**Instructions to follow**
All entries that follow are to be written out verbatim.

[[ Records supplied, beginning ]]

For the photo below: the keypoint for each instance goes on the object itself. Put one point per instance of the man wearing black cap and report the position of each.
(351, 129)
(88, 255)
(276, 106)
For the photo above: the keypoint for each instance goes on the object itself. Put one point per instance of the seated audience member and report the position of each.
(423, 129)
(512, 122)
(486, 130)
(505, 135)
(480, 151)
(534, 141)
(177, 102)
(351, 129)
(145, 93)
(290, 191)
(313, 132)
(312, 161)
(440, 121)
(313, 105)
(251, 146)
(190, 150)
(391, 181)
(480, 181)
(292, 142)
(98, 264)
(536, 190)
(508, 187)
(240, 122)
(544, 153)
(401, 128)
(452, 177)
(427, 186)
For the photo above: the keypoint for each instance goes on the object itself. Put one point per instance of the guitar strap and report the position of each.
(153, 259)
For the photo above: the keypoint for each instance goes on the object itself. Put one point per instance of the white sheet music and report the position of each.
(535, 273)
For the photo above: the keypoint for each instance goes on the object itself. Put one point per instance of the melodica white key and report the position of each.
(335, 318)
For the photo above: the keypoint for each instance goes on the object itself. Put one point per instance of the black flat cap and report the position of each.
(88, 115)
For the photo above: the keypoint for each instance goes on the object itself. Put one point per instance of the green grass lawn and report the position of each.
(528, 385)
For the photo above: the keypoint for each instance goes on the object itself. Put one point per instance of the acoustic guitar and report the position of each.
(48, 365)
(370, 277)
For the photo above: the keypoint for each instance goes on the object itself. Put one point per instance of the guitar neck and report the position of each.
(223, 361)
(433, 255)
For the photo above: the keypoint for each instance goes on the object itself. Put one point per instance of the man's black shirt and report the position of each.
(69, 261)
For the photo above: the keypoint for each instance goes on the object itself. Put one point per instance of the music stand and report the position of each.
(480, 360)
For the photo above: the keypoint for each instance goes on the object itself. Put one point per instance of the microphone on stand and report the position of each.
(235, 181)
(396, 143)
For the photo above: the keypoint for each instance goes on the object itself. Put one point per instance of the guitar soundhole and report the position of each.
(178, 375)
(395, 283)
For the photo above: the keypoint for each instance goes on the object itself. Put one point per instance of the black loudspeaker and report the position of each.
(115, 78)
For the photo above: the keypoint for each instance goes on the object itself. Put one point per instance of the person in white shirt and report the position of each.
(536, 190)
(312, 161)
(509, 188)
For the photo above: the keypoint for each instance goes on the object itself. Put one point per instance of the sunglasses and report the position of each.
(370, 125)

[[ Records supplied, end ]]

**Response to this exercise**
For the photo below: the keypoint for each instance goes on the object itself. Put one point per instance of the man wearing black cap and report the position of each.
(351, 129)
(88, 255)
(276, 106)
For the photo above: the keypoint for each instance goes on the object itself. Put one point per instance of the seated audience member and report the position of each.
(423, 129)
(512, 122)
(486, 130)
(505, 135)
(480, 151)
(534, 141)
(177, 102)
(351, 129)
(145, 93)
(290, 191)
(313, 132)
(312, 161)
(440, 121)
(313, 105)
(251, 146)
(190, 150)
(391, 181)
(480, 181)
(292, 142)
(98, 264)
(536, 190)
(508, 187)
(240, 122)
(544, 153)
(401, 128)
(452, 177)
(427, 186)
For the photo above: the keypoint for each instance goes on the object itself. Put one point per instance of the guitar strap and report the position of each.
(153, 259)
For the photo above: the keypoint for each instance goes on the object itself. Put one point per instance of the white sheet music and report the position of each.
(535, 273)
For the photo above: the keypoint for each instance goes on the object itself. Put one point per instance of the melodica white key and report the position of each.
(335, 318)
For the photo above: the keypoint for each instance goes on the object itself. Put one point per instance of the black flat cap and report the position of each.
(88, 115)
For the photo above: the keypoint for each instance goes on the object itself. Put one point per instance of the green grass lawn and report the position of each.
(528, 385)
For the photo above: the keypoint for each instance goes on the object itself. Put one point per instance of the acoustic guitar and report the position of each.
(48, 365)
(370, 277)
For the photo above: the keypoint for each instance goes on the object itself. Put one point per instance of the guitar neck and report the position of each.
(223, 361)
(433, 255)
For the photo above: the keypoint for each instance goes on the object itself. Put one point per instance of the man's black shirt and report the position of each.
(69, 261)
For the photo above: the keypoint for each instance goes on the object itself. Put one point per instance of the music stand and report the position of each.
(480, 360)
For the photo above: the keypoint for each instance goes on the object itself. Put one point per instance of the microphone on stand and report the position of each.
(235, 181)
(396, 143)
For the photo above: the keypoint for each instance goes on the object itself. Put one point per instance of the guitar soundhole and report the position of each.
(178, 375)
(395, 283)
For the photo above: the keypoint for each instance goes on the object itself. Put one point per instance of the black loudspeaker and report the position of each.
(115, 78)
For the photo above: the keypoint for each instance goes on the object itself. Put one point per instance of the person in white shirt and report the position of each.
(536, 190)
(312, 161)
(509, 188)
For the photo above: the keypoint for each instance goes on the object itself. Put one point per instance of the sunglasses and report the position of each.
(370, 125)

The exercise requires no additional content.